- _Exercise_: Tally the lines of the items below that contain the string "dish". Reply with the number only.

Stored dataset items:
>>>

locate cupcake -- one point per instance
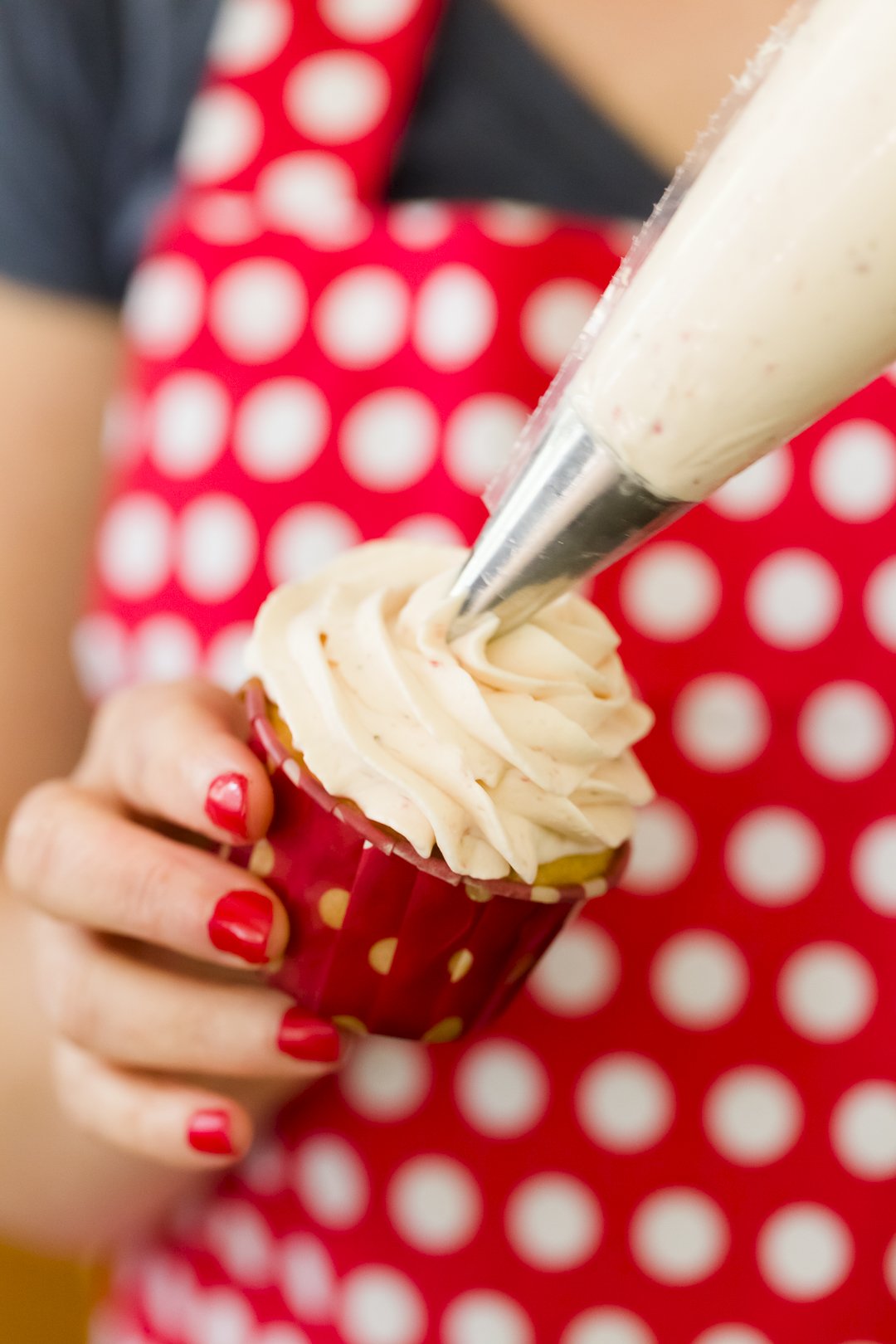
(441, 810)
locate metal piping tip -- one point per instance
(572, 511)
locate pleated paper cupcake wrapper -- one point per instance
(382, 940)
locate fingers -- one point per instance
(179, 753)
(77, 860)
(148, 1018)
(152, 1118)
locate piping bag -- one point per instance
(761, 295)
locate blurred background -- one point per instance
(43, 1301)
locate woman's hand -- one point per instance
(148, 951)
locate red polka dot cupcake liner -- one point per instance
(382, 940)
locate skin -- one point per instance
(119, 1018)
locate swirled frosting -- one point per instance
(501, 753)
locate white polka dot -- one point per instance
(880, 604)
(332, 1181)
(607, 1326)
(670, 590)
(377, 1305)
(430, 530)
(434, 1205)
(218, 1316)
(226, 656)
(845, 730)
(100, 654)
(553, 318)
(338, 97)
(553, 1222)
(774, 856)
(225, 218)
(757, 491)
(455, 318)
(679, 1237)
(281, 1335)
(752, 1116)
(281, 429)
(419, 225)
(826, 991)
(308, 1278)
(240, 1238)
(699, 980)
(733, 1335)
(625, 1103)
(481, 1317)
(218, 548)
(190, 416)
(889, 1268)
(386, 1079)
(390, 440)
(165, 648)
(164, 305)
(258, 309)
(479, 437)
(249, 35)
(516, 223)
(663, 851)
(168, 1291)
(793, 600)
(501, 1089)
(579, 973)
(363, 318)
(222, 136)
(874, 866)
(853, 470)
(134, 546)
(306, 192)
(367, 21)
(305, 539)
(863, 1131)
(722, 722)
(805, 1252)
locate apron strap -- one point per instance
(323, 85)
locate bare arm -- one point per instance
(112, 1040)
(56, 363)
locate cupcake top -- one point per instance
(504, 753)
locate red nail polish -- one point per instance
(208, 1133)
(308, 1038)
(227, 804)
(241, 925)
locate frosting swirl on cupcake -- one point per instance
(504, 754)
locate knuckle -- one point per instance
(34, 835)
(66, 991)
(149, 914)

<<<
>>>

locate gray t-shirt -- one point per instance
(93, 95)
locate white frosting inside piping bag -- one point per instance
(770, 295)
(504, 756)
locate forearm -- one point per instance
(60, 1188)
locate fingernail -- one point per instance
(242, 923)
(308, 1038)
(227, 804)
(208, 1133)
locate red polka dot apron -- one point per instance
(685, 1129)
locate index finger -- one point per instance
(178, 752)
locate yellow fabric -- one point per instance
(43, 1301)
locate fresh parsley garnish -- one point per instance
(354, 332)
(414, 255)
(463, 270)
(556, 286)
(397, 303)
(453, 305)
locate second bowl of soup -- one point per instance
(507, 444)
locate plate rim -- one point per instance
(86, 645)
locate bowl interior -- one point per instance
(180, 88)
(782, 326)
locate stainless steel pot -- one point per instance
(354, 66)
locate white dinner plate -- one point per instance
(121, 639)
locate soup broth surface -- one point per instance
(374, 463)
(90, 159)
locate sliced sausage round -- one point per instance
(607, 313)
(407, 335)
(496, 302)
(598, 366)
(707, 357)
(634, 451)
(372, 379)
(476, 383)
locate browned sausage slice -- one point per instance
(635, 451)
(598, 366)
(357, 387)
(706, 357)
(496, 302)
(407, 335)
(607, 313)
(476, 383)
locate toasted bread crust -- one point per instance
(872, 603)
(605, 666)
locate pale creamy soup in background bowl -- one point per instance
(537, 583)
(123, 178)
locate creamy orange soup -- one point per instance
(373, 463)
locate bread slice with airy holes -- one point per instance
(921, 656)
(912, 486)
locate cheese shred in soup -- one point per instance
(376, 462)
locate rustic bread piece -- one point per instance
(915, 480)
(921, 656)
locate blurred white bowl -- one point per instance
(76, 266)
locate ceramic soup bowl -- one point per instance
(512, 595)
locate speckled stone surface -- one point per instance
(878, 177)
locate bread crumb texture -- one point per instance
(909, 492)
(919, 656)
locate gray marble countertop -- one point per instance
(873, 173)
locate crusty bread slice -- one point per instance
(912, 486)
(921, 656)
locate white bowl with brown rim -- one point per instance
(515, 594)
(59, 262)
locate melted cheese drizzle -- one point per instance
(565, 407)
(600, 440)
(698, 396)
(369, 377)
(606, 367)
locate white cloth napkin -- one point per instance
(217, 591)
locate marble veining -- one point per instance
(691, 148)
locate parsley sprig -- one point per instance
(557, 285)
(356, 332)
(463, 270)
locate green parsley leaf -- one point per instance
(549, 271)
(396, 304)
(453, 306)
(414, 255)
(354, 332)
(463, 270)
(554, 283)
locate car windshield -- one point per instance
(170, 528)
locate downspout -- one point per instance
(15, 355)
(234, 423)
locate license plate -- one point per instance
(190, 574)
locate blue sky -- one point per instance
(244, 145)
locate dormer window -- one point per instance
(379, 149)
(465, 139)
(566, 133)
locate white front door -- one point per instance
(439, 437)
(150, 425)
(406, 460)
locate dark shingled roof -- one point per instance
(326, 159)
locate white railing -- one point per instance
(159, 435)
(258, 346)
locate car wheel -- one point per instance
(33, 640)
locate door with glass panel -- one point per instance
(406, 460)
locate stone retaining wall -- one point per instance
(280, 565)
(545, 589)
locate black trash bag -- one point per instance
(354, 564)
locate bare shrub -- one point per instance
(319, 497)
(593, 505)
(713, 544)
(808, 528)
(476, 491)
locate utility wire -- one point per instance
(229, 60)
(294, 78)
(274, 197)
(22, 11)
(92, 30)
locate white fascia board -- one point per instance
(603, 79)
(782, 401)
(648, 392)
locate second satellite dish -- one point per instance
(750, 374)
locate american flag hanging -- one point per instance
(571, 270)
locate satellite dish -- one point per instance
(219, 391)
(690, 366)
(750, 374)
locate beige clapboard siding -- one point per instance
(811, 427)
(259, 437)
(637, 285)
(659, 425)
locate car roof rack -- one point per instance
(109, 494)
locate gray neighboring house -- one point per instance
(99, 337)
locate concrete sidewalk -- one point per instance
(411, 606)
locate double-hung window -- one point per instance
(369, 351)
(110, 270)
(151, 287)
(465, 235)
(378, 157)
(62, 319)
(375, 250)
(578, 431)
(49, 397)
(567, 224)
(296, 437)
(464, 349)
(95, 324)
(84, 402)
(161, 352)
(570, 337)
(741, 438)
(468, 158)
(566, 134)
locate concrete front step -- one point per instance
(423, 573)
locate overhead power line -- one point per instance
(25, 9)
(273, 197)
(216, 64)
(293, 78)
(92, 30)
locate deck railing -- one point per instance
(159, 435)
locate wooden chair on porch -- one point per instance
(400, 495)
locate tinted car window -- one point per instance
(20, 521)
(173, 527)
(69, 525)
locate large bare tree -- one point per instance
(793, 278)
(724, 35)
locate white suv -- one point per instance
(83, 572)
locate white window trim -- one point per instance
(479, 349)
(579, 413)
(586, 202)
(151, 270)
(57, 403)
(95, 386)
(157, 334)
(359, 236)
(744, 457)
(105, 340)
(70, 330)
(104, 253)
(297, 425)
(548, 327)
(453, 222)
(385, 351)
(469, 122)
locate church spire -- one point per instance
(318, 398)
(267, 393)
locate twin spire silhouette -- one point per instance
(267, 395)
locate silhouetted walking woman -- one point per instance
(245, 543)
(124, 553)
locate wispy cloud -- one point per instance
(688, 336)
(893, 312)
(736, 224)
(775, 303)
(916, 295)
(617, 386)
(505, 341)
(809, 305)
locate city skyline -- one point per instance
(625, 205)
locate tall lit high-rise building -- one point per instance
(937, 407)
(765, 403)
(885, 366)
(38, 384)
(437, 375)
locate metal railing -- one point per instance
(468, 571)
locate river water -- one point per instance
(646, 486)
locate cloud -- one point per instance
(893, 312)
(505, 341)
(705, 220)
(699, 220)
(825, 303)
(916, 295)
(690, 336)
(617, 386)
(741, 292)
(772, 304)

<<<
>>>

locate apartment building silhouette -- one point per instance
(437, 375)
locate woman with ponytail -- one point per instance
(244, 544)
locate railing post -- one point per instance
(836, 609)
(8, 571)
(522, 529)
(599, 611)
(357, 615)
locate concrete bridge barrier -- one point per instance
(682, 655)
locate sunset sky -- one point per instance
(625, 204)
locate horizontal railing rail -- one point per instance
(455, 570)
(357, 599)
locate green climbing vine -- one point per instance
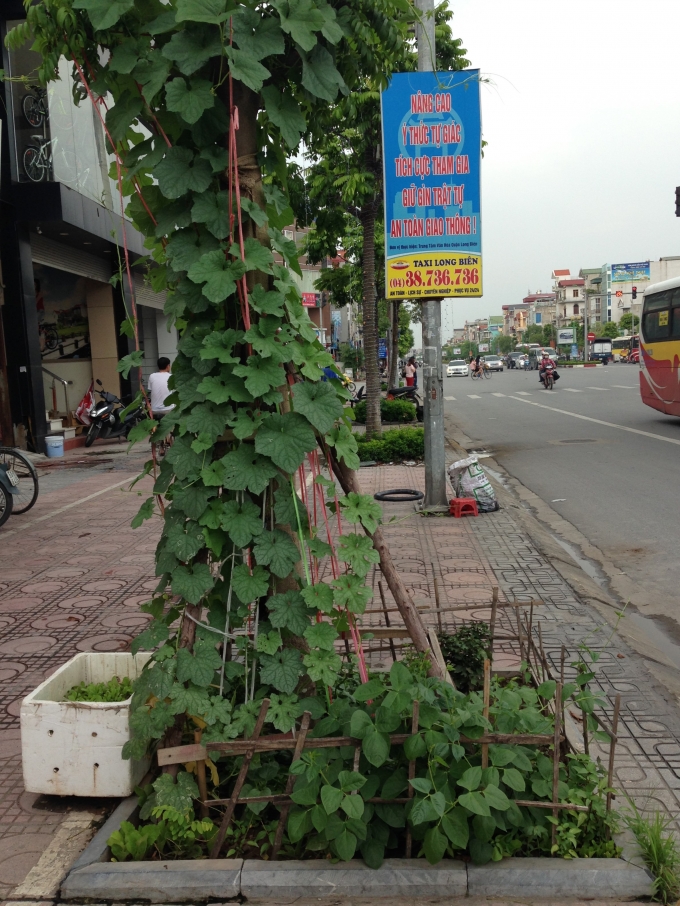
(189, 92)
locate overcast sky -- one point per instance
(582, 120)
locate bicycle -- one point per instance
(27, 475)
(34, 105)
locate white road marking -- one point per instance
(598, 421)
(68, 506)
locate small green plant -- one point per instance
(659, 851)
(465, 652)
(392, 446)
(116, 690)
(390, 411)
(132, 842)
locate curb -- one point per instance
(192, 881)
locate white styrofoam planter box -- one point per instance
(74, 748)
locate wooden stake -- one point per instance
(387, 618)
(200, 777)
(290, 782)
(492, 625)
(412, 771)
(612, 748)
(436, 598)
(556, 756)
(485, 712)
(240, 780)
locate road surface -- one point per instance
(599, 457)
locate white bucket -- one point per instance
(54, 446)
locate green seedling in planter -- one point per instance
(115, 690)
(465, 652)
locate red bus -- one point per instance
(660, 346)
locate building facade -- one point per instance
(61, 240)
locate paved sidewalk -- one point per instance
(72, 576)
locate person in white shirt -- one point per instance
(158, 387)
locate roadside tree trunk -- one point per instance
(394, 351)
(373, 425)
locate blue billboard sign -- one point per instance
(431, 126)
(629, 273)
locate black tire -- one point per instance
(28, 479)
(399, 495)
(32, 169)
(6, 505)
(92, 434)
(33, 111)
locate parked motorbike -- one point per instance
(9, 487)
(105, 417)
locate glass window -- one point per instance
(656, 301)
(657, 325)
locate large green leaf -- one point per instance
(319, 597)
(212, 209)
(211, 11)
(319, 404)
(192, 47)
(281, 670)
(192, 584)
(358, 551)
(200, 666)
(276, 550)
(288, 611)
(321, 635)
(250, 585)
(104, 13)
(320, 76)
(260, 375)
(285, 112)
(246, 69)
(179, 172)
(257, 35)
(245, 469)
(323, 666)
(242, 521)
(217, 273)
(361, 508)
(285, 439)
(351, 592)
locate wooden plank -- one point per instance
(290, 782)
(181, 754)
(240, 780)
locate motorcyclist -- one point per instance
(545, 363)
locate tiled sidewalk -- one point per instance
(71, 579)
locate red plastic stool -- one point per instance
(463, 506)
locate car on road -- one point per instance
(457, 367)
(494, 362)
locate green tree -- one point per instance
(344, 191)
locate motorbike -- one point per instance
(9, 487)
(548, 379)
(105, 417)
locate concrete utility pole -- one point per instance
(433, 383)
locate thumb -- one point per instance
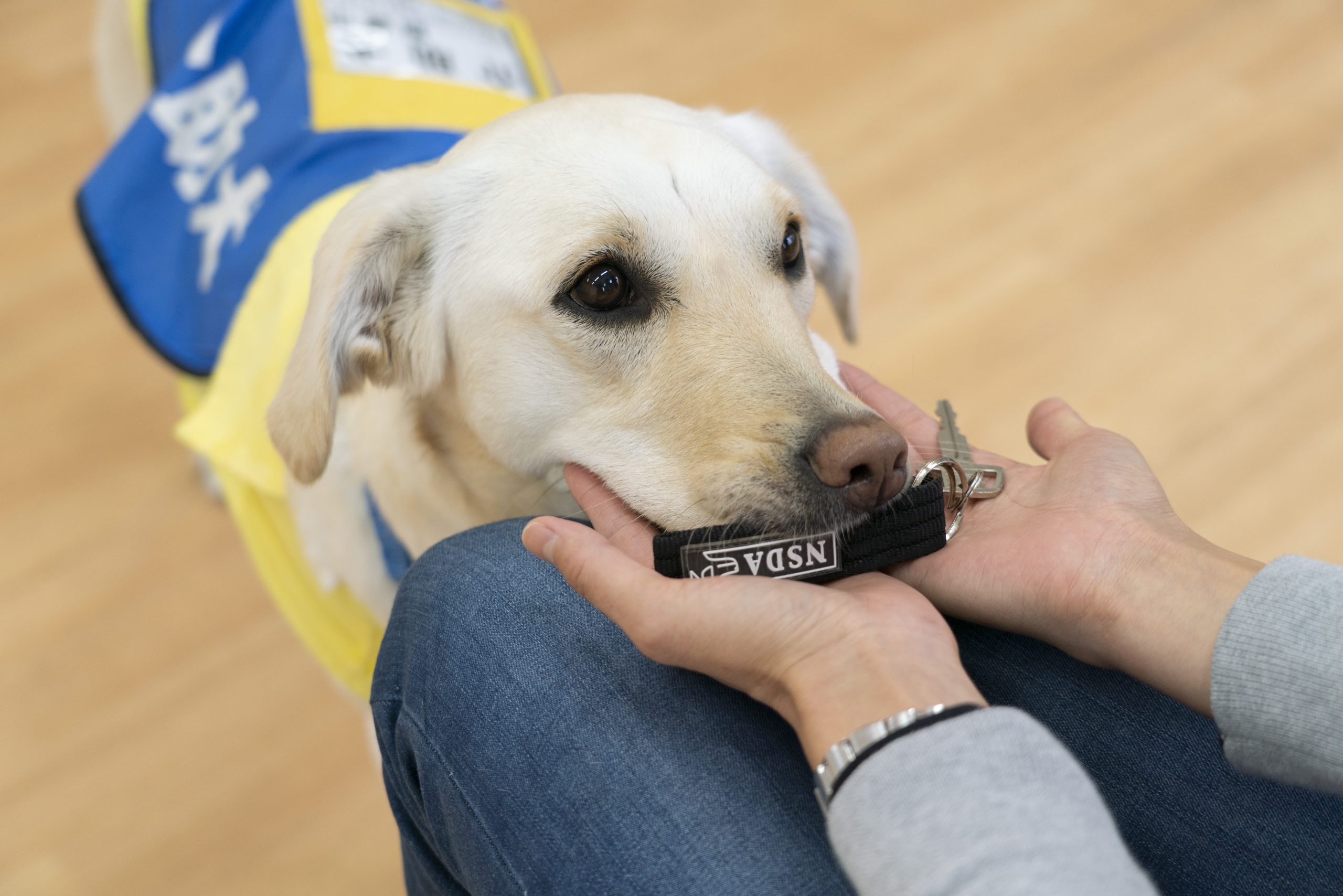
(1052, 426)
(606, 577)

<<<

- _Response to this task_: 2